*WHAT IS ASKED*:
Please report every line in the entries below that contains the word "dirt", copying each line in full. Treat case as significant.

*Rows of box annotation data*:
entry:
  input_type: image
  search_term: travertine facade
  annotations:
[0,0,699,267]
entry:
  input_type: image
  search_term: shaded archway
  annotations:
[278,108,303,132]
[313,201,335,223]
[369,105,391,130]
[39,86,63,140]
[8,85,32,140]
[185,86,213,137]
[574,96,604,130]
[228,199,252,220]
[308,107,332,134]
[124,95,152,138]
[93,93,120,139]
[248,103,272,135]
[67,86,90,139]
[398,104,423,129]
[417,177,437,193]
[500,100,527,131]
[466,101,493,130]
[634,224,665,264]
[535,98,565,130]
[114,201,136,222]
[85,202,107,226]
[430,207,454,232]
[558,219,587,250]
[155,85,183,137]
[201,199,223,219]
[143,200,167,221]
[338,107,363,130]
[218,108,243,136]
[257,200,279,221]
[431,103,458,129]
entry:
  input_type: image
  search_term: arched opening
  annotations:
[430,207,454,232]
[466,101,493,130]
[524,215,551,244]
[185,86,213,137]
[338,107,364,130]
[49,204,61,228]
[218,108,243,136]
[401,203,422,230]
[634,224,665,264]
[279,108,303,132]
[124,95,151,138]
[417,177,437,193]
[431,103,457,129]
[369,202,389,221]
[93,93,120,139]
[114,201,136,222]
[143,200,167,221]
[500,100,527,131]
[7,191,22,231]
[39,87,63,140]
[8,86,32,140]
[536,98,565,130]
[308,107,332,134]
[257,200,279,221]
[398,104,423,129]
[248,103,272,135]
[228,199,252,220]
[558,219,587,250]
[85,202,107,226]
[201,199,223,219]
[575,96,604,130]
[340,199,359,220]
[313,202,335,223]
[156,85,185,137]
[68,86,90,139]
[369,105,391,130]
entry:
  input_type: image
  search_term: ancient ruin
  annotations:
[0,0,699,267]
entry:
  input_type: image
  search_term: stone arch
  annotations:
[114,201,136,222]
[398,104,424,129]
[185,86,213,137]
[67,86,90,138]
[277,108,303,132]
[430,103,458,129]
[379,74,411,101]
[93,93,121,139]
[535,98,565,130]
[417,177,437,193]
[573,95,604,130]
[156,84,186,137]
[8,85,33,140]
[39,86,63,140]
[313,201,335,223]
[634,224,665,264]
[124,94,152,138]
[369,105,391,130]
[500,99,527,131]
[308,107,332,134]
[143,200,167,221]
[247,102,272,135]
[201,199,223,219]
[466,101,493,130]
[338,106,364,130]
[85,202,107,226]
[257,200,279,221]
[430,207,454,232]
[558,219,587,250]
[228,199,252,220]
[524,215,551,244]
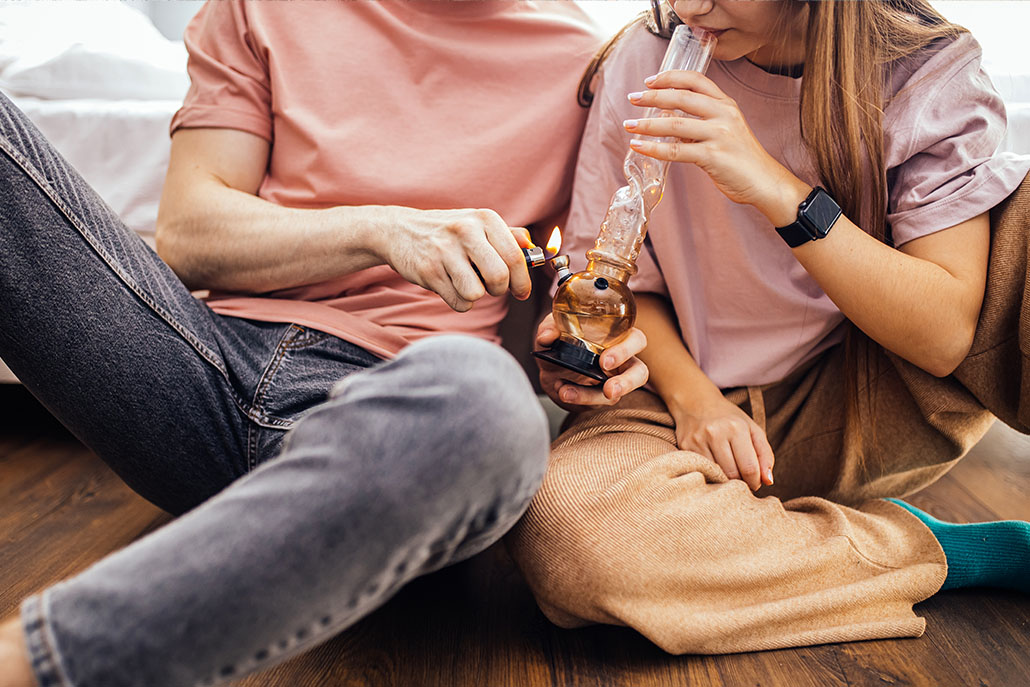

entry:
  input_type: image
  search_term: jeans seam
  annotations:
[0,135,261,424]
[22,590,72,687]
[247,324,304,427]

==

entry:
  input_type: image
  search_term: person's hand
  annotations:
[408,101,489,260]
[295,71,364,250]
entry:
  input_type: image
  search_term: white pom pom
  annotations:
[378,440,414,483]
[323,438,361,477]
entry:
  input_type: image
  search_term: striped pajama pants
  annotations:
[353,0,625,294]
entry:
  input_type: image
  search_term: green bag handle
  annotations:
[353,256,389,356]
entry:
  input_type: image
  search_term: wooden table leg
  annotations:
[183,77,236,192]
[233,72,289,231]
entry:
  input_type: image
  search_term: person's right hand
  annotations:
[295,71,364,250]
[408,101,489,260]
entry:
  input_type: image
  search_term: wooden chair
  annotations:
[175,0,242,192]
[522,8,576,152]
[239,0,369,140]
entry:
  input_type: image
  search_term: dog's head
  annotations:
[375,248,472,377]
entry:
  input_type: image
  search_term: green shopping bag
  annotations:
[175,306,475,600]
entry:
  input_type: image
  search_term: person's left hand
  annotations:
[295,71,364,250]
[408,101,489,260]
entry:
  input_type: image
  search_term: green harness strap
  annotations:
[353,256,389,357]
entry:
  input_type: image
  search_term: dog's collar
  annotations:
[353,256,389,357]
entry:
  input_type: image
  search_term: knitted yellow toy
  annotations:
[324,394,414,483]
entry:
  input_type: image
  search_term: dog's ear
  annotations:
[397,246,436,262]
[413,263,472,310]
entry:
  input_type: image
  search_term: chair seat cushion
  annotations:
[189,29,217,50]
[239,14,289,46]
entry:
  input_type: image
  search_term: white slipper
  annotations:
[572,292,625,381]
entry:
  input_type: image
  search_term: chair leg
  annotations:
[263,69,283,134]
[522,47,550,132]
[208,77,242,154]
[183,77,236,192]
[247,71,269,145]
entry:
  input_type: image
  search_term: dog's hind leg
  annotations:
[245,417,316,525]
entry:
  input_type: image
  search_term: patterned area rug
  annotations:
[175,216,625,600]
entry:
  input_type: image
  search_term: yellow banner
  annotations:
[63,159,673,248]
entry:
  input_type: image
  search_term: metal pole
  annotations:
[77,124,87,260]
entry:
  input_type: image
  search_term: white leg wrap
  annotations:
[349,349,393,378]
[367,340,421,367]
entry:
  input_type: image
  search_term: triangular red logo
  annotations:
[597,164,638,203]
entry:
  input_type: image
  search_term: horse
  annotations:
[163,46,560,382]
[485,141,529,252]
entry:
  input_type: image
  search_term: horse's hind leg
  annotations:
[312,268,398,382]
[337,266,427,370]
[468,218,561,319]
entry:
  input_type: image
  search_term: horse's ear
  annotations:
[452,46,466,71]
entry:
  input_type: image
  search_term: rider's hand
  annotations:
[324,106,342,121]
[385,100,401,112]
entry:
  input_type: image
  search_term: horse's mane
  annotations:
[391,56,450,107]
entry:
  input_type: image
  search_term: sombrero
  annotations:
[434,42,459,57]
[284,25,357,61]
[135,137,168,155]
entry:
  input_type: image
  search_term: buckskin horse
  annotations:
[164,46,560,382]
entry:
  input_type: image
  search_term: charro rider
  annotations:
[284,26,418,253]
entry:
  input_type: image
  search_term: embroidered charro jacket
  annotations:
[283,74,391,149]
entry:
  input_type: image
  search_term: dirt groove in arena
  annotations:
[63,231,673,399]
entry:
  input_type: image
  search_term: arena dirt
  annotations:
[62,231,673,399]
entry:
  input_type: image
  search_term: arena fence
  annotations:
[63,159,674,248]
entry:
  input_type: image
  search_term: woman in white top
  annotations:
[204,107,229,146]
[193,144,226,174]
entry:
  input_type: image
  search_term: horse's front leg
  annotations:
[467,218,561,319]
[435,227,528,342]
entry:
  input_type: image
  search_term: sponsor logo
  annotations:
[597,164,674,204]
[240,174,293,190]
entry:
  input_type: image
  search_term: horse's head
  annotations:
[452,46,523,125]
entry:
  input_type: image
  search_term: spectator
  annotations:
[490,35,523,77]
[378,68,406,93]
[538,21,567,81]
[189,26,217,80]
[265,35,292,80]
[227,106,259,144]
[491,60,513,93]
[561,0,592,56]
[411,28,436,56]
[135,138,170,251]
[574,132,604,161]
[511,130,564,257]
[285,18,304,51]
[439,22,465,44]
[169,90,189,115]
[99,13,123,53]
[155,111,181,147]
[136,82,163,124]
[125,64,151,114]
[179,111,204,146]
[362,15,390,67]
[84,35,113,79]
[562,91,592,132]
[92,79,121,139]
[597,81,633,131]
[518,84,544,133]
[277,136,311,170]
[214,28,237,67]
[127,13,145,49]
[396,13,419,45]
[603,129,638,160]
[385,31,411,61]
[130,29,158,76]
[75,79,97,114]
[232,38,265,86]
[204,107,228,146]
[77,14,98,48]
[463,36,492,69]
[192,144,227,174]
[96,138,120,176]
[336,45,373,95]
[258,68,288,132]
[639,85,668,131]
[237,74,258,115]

*THE RESPONSE*:
  search_term: dirt groove in arena
  search_term: arena dirt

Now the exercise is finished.